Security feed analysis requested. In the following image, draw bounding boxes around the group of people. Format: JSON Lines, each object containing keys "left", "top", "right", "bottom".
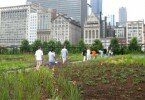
{"left": 82, "top": 47, "right": 114, "bottom": 62}
{"left": 35, "top": 46, "right": 113, "bottom": 70}
{"left": 35, "top": 46, "right": 68, "bottom": 70}
{"left": 82, "top": 48, "right": 97, "bottom": 62}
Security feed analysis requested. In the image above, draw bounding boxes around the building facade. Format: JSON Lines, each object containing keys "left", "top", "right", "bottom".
{"left": 115, "top": 27, "right": 126, "bottom": 38}
{"left": 84, "top": 12, "right": 100, "bottom": 44}
{"left": 51, "top": 14, "right": 81, "bottom": 44}
{"left": 126, "top": 21, "right": 144, "bottom": 47}
{"left": 27, "top": 0, "right": 87, "bottom": 27}
{"left": 37, "top": 9, "right": 55, "bottom": 42}
{"left": 91, "top": 0, "right": 102, "bottom": 16}
{"left": 114, "top": 27, "right": 126, "bottom": 44}
{"left": 0, "top": 4, "right": 39, "bottom": 46}
{"left": 0, "top": 4, "right": 53, "bottom": 46}
{"left": 119, "top": 7, "right": 127, "bottom": 26}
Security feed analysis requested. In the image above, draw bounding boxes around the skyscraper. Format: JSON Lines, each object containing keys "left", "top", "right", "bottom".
{"left": 0, "top": 4, "right": 38, "bottom": 46}
{"left": 27, "top": 0, "right": 87, "bottom": 27}
{"left": 119, "top": 7, "right": 127, "bottom": 26}
{"left": 91, "top": 0, "right": 102, "bottom": 16}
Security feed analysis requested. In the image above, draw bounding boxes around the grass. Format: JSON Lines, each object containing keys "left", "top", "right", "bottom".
{"left": 0, "top": 68, "right": 81, "bottom": 99}
{"left": 0, "top": 53, "right": 83, "bottom": 71}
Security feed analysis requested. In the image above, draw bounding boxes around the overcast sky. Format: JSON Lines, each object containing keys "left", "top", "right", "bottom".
{"left": 0, "top": 0, "right": 145, "bottom": 22}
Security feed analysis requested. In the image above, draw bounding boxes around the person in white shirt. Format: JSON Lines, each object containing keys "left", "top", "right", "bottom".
{"left": 35, "top": 47, "right": 43, "bottom": 70}
{"left": 61, "top": 46, "right": 68, "bottom": 64}
{"left": 86, "top": 48, "right": 91, "bottom": 60}
{"left": 48, "top": 49, "right": 56, "bottom": 66}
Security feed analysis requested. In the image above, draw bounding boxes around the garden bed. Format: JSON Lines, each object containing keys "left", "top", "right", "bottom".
{"left": 57, "top": 55, "right": 145, "bottom": 100}
{"left": 1, "top": 54, "right": 145, "bottom": 99}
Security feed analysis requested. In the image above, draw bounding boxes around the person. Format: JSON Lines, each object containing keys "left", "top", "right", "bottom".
{"left": 35, "top": 47, "right": 43, "bottom": 70}
{"left": 61, "top": 46, "right": 68, "bottom": 64}
{"left": 91, "top": 50, "right": 97, "bottom": 59}
{"left": 86, "top": 48, "right": 91, "bottom": 60}
{"left": 82, "top": 48, "right": 87, "bottom": 61}
{"left": 48, "top": 49, "right": 56, "bottom": 67}
{"left": 103, "top": 48, "right": 107, "bottom": 56}
{"left": 109, "top": 49, "right": 113, "bottom": 56}
{"left": 99, "top": 49, "right": 103, "bottom": 57}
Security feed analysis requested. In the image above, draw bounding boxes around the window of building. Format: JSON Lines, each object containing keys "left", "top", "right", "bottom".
{"left": 85, "top": 30, "right": 88, "bottom": 38}
{"left": 92, "top": 30, "right": 95, "bottom": 38}
{"left": 89, "top": 30, "right": 91, "bottom": 38}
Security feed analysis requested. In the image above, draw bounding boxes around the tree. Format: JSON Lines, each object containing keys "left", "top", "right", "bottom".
{"left": 120, "top": 44, "right": 129, "bottom": 55}
{"left": 110, "top": 38, "right": 120, "bottom": 55}
{"left": 128, "top": 37, "right": 141, "bottom": 52}
{"left": 91, "top": 39, "right": 103, "bottom": 52}
{"left": 63, "top": 40, "right": 71, "bottom": 51}
{"left": 77, "top": 39, "right": 86, "bottom": 52}
{"left": 55, "top": 41, "right": 62, "bottom": 54}
{"left": 31, "top": 40, "right": 42, "bottom": 53}
{"left": 20, "top": 39, "right": 30, "bottom": 53}
{"left": 48, "top": 40, "right": 56, "bottom": 51}
{"left": 42, "top": 41, "right": 48, "bottom": 54}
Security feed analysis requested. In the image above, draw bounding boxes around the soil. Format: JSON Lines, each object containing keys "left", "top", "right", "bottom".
{"left": 81, "top": 82, "right": 145, "bottom": 100}
{"left": 81, "top": 76, "right": 145, "bottom": 100}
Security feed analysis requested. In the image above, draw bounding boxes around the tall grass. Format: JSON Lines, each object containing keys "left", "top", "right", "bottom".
{"left": 0, "top": 68, "right": 81, "bottom": 99}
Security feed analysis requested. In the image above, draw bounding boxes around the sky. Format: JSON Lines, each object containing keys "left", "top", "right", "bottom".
{"left": 0, "top": 0, "right": 145, "bottom": 22}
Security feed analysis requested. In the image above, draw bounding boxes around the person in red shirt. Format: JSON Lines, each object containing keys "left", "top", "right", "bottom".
{"left": 91, "top": 50, "right": 97, "bottom": 59}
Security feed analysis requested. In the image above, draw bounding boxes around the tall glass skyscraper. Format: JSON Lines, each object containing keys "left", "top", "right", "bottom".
{"left": 27, "top": 0, "right": 87, "bottom": 26}
{"left": 119, "top": 7, "right": 127, "bottom": 26}
{"left": 91, "top": 0, "right": 102, "bottom": 16}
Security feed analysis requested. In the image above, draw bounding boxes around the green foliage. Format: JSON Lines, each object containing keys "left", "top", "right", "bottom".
{"left": 120, "top": 45, "right": 129, "bottom": 55}
{"left": 8, "top": 47, "right": 20, "bottom": 54}
{"left": 63, "top": 40, "right": 71, "bottom": 51}
{"left": 0, "top": 47, "right": 8, "bottom": 54}
{"left": 0, "top": 68, "right": 80, "bottom": 99}
{"left": 0, "top": 47, "right": 21, "bottom": 55}
{"left": 47, "top": 40, "right": 56, "bottom": 51}
{"left": 31, "top": 40, "right": 42, "bottom": 53}
{"left": 77, "top": 39, "right": 86, "bottom": 53}
{"left": 110, "top": 38, "right": 120, "bottom": 55}
{"left": 91, "top": 39, "right": 103, "bottom": 52}
{"left": 42, "top": 41, "right": 48, "bottom": 55}
{"left": 20, "top": 39, "right": 30, "bottom": 53}
{"left": 55, "top": 41, "right": 62, "bottom": 54}
{"left": 128, "top": 37, "right": 141, "bottom": 52}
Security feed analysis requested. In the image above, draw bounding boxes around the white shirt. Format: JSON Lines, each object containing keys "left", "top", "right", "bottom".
{"left": 35, "top": 49, "right": 43, "bottom": 60}
{"left": 61, "top": 48, "right": 68, "bottom": 58}
{"left": 48, "top": 51, "right": 55, "bottom": 62}
{"left": 87, "top": 49, "right": 91, "bottom": 56}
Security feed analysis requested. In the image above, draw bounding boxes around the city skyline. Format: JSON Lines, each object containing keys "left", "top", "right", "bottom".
{"left": 0, "top": 0, "right": 145, "bottom": 22}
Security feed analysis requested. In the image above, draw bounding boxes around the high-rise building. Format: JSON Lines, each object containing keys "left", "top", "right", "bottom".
{"left": 107, "top": 15, "right": 115, "bottom": 27}
{"left": 119, "top": 7, "right": 127, "bottom": 26}
{"left": 126, "top": 21, "right": 144, "bottom": 50}
{"left": 27, "top": 0, "right": 87, "bottom": 27}
{"left": 0, "top": 4, "right": 38, "bottom": 46}
{"left": 91, "top": 0, "right": 102, "bottom": 16}
{"left": 0, "top": 4, "right": 52, "bottom": 46}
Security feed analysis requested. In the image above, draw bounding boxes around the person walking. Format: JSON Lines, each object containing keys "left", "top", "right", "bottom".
{"left": 61, "top": 46, "right": 68, "bottom": 64}
{"left": 48, "top": 49, "right": 56, "bottom": 67}
{"left": 86, "top": 48, "right": 91, "bottom": 60}
{"left": 91, "top": 50, "right": 97, "bottom": 59}
{"left": 82, "top": 48, "right": 87, "bottom": 62}
{"left": 35, "top": 46, "right": 43, "bottom": 70}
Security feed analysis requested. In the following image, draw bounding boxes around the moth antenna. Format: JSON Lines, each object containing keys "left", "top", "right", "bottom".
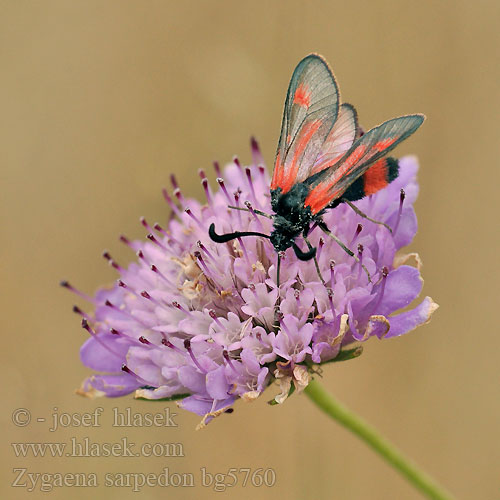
{"left": 208, "top": 223, "right": 270, "bottom": 244}
{"left": 292, "top": 242, "right": 316, "bottom": 261}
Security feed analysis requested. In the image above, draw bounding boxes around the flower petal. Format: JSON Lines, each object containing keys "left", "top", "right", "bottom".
{"left": 384, "top": 297, "right": 439, "bottom": 338}
{"left": 79, "top": 333, "right": 133, "bottom": 372}
{"left": 377, "top": 265, "right": 423, "bottom": 316}
{"left": 205, "top": 366, "right": 230, "bottom": 400}
{"left": 81, "top": 374, "right": 141, "bottom": 397}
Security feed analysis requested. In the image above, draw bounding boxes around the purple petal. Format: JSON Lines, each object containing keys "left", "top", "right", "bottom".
{"left": 79, "top": 333, "right": 132, "bottom": 372}
{"left": 178, "top": 395, "right": 235, "bottom": 416}
{"left": 177, "top": 365, "right": 206, "bottom": 393}
{"left": 84, "top": 373, "right": 141, "bottom": 397}
{"left": 384, "top": 297, "right": 439, "bottom": 339}
{"left": 388, "top": 207, "right": 418, "bottom": 249}
{"left": 205, "top": 366, "right": 230, "bottom": 400}
{"left": 377, "top": 265, "right": 423, "bottom": 316}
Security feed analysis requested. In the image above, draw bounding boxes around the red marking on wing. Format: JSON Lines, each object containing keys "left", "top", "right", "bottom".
{"left": 304, "top": 181, "right": 341, "bottom": 214}
{"left": 363, "top": 158, "right": 389, "bottom": 195}
{"left": 337, "top": 144, "right": 367, "bottom": 176}
{"left": 271, "top": 151, "right": 282, "bottom": 190}
{"left": 304, "top": 144, "right": 367, "bottom": 214}
{"left": 293, "top": 84, "right": 311, "bottom": 108}
{"left": 279, "top": 119, "right": 323, "bottom": 193}
{"left": 373, "top": 137, "right": 397, "bottom": 152}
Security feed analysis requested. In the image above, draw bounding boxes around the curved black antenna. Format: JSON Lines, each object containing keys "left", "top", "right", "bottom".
{"left": 292, "top": 242, "right": 316, "bottom": 261}
{"left": 209, "top": 223, "right": 271, "bottom": 244}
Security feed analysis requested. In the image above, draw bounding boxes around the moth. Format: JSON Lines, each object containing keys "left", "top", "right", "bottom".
{"left": 210, "top": 54, "right": 424, "bottom": 281}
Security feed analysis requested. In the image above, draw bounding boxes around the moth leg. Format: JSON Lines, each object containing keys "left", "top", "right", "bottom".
{"left": 304, "top": 236, "right": 325, "bottom": 285}
{"left": 227, "top": 205, "right": 273, "bottom": 219}
{"left": 318, "top": 221, "right": 372, "bottom": 283}
{"left": 272, "top": 252, "right": 283, "bottom": 332}
{"left": 343, "top": 199, "right": 392, "bottom": 233}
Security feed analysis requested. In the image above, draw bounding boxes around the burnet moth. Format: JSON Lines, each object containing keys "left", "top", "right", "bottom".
{"left": 209, "top": 54, "right": 424, "bottom": 284}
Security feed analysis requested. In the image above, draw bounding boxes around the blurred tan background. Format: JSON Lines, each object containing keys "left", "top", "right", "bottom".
{"left": 1, "top": 1, "right": 499, "bottom": 499}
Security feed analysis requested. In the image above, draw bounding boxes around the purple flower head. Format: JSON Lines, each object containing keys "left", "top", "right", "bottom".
{"left": 67, "top": 139, "right": 437, "bottom": 428}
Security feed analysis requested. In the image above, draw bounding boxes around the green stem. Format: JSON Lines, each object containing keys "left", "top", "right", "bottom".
{"left": 304, "top": 378, "right": 455, "bottom": 500}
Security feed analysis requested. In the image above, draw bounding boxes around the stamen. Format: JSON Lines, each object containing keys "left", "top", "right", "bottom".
{"left": 102, "top": 250, "right": 123, "bottom": 272}
{"left": 351, "top": 223, "right": 363, "bottom": 245}
{"left": 161, "top": 337, "right": 183, "bottom": 353}
{"left": 208, "top": 309, "right": 224, "bottom": 328}
{"left": 174, "top": 187, "right": 185, "bottom": 205}
{"left": 140, "top": 290, "right": 165, "bottom": 308}
{"left": 147, "top": 233, "right": 169, "bottom": 252}
{"left": 153, "top": 223, "right": 181, "bottom": 249}
{"left": 245, "top": 167, "right": 257, "bottom": 201}
{"left": 121, "top": 364, "right": 149, "bottom": 386}
{"left": 136, "top": 249, "right": 149, "bottom": 265}
{"left": 81, "top": 319, "right": 122, "bottom": 359}
{"left": 119, "top": 235, "right": 137, "bottom": 251}
{"left": 316, "top": 237, "right": 325, "bottom": 262}
{"left": 117, "top": 279, "right": 133, "bottom": 292}
{"left": 223, "top": 350, "right": 238, "bottom": 373}
{"left": 197, "top": 240, "right": 215, "bottom": 261}
{"left": 233, "top": 156, "right": 242, "bottom": 171}
{"left": 150, "top": 264, "right": 173, "bottom": 285}
{"left": 213, "top": 161, "right": 221, "bottom": 177}
{"left": 250, "top": 136, "right": 264, "bottom": 167}
{"left": 393, "top": 189, "right": 405, "bottom": 235}
{"left": 172, "top": 301, "right": 189, "bottom": 314}
{"left": 194, "top": 250, "right": 216, "bottom": 281}
{"left": 373, "top": 266, "right": 389, "bottom": 311}
{"left": 184, "top": 339, "right": 206, "bottom": 372}
{"left": 152, "top": 222, "right": 168, "bottom": 237}
{"left": 104, "top": 299, "right": 145, "bottom": 325}
{"left": 170, "top": 173, "right": 179, "bottom": 190}
{"left": 162, "top": 188, "right": 183, "bottom": 218}
{"left": 184, "top": 207, "right": 204, "bottom": 230}
{"left": 140, "top": 216, "right": 154, "bottom": 233}
{"left": 72, "top": 305, "right": 89, "bottom": 319}
{"left": 60, "top": 281, "right": 94, "bottom": 303}
{"left": 138, "top": 336, "right": 151, "bottom": 345}
{"left": 119, "top": 234, "right": 130, "bottom": 245}
{"left": 201, "top": 178, "right": 213, "bottom": 206}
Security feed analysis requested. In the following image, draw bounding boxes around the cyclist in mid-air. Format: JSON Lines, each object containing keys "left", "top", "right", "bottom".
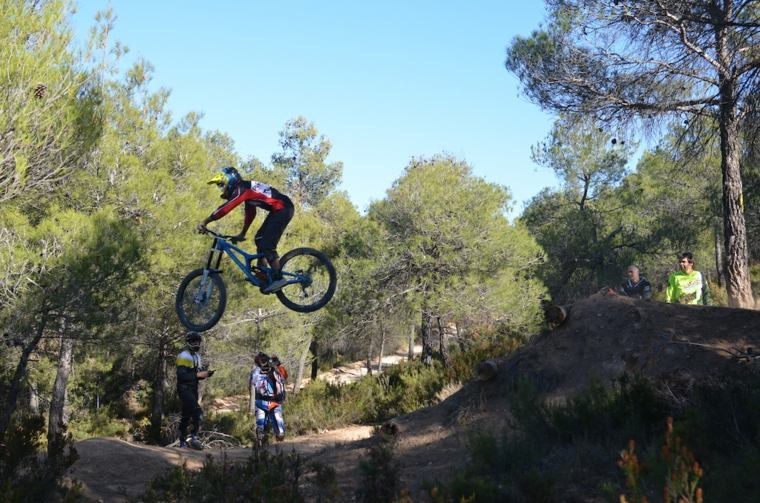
{"left": 197, "top": 166, "right": 294, "bottom": 293}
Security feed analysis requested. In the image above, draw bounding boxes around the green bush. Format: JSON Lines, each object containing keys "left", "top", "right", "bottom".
{"left": 429, "top": 372, "right": 760, "bottom": 502}
{"left": 509, "top": 375, "right": 669, "bottom": 446}
{"left": 69, "top": 406, "right": 132, "bottom": 440}
{"left": 139, "top": 449, "right": 305, "bottom": 502}
{"left": 0, "top": 415, "right": 81, "bottom": 502}
{"left": 283, "top": 332, "right": 523, "bottom": 435}
{"left": 356, "top": 429, "right": 401, "bottom": 503}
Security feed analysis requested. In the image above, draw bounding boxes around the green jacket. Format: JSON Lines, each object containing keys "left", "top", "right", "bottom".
{"left": 665, "top": 270, "right": 711, "bottom": 305}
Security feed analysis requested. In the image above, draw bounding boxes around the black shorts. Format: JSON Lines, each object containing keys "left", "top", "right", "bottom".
{"left": 255, "top": 201, "right": 294, "bottom": 260}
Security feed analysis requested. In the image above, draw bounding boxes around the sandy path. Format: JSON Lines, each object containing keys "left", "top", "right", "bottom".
{"left": 68, "top": 425, "right": 375, "bottom": 502}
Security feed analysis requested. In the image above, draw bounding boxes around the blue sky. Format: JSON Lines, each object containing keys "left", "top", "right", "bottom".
{"left": 71, "top": 1, "right": 560, "bottom": 215}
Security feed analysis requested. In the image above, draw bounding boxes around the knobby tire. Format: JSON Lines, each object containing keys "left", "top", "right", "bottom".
{"left": 275, "top": 247, "right": 337, "bottom": 313}
{"left": 175, "top": 268, "right": 227, "bottom": 332}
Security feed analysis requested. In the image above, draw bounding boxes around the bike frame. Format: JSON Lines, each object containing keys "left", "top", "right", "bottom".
{"left": 202, "top": 231, "right": 300, "bottom": 289}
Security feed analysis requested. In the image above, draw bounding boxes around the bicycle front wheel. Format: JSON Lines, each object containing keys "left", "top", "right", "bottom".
{"left": 176, "top": 268, "right": 227, "bottom": 331}
{"left": 276, "top": 248, "right": 337, "bottom": 313}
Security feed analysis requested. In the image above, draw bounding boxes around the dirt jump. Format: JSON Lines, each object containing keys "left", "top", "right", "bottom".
{"left": 66, "top": 293, "right": 760, "bottom": 501}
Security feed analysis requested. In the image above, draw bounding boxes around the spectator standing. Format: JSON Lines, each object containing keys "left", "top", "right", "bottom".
{"left": 176, "top": 332, "right": 214, "bottom": 449}
{"left": 665, "top": 252, "right": 711, "bottom": 305}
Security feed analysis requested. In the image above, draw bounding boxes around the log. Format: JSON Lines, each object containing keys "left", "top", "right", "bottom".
{"left": 544, "top": 304, "right": 570, "bottom": 328}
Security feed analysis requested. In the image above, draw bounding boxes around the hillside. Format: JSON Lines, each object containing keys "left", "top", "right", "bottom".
{"left": 65, "top": 293, "right": 760, "bottom": 501}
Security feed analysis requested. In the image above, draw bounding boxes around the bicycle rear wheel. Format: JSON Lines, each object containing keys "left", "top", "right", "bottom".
{"left": 275, "top": 248, "right": 336, "bottom": 313}
{"left": 176, "top": 268, "right": 227, "bottom": 331}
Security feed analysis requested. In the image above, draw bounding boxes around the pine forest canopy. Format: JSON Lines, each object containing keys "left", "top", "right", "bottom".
{"left": 506, "top": 0, "right": 760, "bottom": 308}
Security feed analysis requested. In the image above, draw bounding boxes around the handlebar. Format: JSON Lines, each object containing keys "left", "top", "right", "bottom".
{"left": 200, "top": 228, "right": 245, "bottom": 242}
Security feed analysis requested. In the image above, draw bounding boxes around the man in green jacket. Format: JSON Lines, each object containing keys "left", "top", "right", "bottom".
{"left": 665, "top": 252, "right": 711, "bottom": 305}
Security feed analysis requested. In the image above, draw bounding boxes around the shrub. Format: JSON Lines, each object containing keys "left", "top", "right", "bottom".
{"left": 509, "top": 375, "right": 669, "bottom": 447}
{"left": 68, "top": 405, "right": 132, "bottom": 440}
{"left": 283, "top": 332, "right": 523, "bottom": 435}
{"left": 139, "top": 449, "right": 305, "bottom": 502}
{"left": 619, "top": 418, "right": 704, "bottom": 503}
{"left": 356, "top": 429, "right": 401, "bottom": 503}
{"left": 0, "top": 415, "right": 81, "bottom": 502}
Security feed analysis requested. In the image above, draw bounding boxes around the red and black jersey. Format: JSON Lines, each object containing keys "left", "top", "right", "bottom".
{"left": 209, "top": 180, "right": 292, "bottom": 224}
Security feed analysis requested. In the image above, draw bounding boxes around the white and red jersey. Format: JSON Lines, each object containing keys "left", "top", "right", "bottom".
{"left": 209, "top": 180, "right": 292, "bottom": 225}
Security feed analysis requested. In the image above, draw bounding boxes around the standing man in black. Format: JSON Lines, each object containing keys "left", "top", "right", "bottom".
{"left": 176, "top": 332, "right": 213, "bottom": 449}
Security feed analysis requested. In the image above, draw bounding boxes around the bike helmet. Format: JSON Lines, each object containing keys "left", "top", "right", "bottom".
{"left": 186, "top": 331, "right": 202, "bottom": 352}
{"left": 255, "top": 352, "right": 270, "bottom": 367}
{"left": 259, "top": 354, "right": 273, "bottom": 374}
{"left": 207, "top": 166, "right": 241, "bottom": 198}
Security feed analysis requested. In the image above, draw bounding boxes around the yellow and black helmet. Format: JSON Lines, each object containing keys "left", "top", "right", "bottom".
{"left": 207, "top": 166, "right": 241, "bottom": 196}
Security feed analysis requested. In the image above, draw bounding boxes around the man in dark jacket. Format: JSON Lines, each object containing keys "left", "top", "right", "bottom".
{"left": 617, "top": 265, "right": 652, "bottom": 300}
{"left": 176, "top": 332, "right": 213, "bottom": 449}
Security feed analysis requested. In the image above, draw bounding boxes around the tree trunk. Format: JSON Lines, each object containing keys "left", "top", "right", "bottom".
{"left": 714, "top": 223, "right": 724, "bottom": 288}
{"left": 378, "top": 326, "right": 386, "bottom": 373}
{"left": 366, "top": 335, "right": 374, "bottom": 376}
{"left": 421, "top": 309, "right": 435, "bottom": 366}
{"left": 310, "top": 339, "right": 319, "bottom": 380}
{"left": 437, "top": 316, "right": 450, "bottom": 367}
{"left": 48, "top": 334, "right": 74, "bottom": 457}
{"left": 29, "top": 383, "right": 40, "bottom": 415}
{"left": 717, "top": 26, "right": 754, "bottom": 308}
{"left": 0, "top": 313, "right": 48, "bottom": 441}
{"left": 408, "top": 322, "right": 415, "bottom": 361}
{"left": 455, "top": 322, "right": 466, "bottom": 352}
{"left": 149, "top": 335, "right": 168, "bottom": 443}
{"left": 292, "top": 339, "right": 310, "bottom": 396}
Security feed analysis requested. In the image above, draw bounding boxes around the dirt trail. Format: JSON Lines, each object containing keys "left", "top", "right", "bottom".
{"left": 67, "top": 347, "right": 422, "bottom": 501}
{"left": 68, "top": 426, "right": 375, "bottom": 502}
{"left": 66, "top": 295, "right": 760, "bottom": 501}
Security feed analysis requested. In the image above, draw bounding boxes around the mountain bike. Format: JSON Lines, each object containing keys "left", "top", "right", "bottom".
{"left": 175, "top": 229, "right": 337, "bottom": 332}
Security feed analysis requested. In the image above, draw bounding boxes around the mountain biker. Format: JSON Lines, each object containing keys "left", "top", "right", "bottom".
{"left": 665, "top": 252, "right": 711, "bottom": 305}
{"left": 249, "top": 351, "right": 267, "bottom": 407}
{"left": 197, "top": 166, "right": 294, "bottom": 293}
{"left": 252, "top": 353, "right": 287, "bottom": 442}
{"left": 176, "top": 332, "right": 214, "bottom": 449}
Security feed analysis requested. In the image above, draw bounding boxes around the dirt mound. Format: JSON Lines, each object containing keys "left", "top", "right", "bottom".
{"left": 497, "top": 293, "right": 760, "bottom": 401}
{"left": 383, "top": 294, "right": 760, "bottom": 495}
{"left": 66, "top": 295, "right": 760, "bottom": 501}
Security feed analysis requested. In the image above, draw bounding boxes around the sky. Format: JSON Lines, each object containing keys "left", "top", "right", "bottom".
{"left": 70, "top": 1, "right": 560, "bottom": 216}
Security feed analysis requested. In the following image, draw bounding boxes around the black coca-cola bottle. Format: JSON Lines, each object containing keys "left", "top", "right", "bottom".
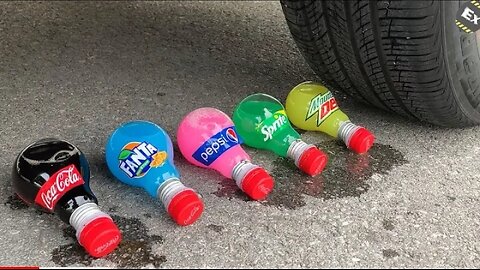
{"left": 12, "top": 138, "right": 122, "bottom": 258}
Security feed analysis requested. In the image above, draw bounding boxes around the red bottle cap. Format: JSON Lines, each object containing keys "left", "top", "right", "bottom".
{"left": 348, "top": 127, "right": 375, "bottom": 154}
{"left": 298, "top": 147, "right": 328, "bottom": 177}
{"left": 78, "top": 217, "right": 122, "bottom": 258}
{"left": 241, "top": 167, "right": 274, "bottom": 201}
{"left": 167, "top": 189, "right": 204, "bottom": 226}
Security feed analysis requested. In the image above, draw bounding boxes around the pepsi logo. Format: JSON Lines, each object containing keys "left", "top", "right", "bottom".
{"left": 226, "top": 128, "right": 238, "bottom": 143}
{"left": 192, "top": 126, "right": 242, "bottom": 166}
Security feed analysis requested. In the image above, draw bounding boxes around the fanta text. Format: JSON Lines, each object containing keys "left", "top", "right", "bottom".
{"left": 119, "top": 142, "right": 158, "bottom": 178}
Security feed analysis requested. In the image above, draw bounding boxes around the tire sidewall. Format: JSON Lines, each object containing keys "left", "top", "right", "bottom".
{"left": 443, "top": 0, "right": 480, "bottom": 123}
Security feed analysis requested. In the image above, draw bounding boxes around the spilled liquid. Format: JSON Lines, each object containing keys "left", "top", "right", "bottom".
{"left": 214, "top": 140, "right": 407, "bottom": 209}
{"left": 207, "top": 224, "right": 224, "bottom": 233}
{"left": 4, "top": 194, "right": 166, "bottom": 267}
{"left": 382, "top": 249, "right": 400, "bottom": 258}
{"left": 5, "top": 194, "right": 48, "bottom": 216}
{"left": 4, "top": 194, "right": 29, "bottom": 210}
{"left": 382, "top": 219, "right": 395, "bottom": 231}
{"left": 51, "top": 215, "right": 166, "bottom": 267}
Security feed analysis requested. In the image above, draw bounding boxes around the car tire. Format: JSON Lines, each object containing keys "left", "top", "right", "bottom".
{"left": 280, "top": 0, "right": 480, "bottom": 127}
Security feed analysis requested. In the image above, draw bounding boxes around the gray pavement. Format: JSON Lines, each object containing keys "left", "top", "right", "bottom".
{"left": 1, "top": 1, "right": 479, "bottom": 268}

****

▶ _Task instructions_
Reproduce the lines from the one containing "around the car" to the end of the entries, keeping both ends and adding nothing.

▶ _Solution_
Security feed analysis requested. In the image above, draw bounding boxes around the car tire. Format: JSON Lines, each object containing keys "left", "top", "right", "bottom".
{"left": 280, "top": 0, "right": 480, "bottom": 127}
Security feed analysis requested. In the image above, draw bounding boxes around the gray pavement. Format: JSON Lines, each object containing keys "left", "top", "right", "bottom".
{"left": 1, "top": 1, "right": 479, "bottom": 268}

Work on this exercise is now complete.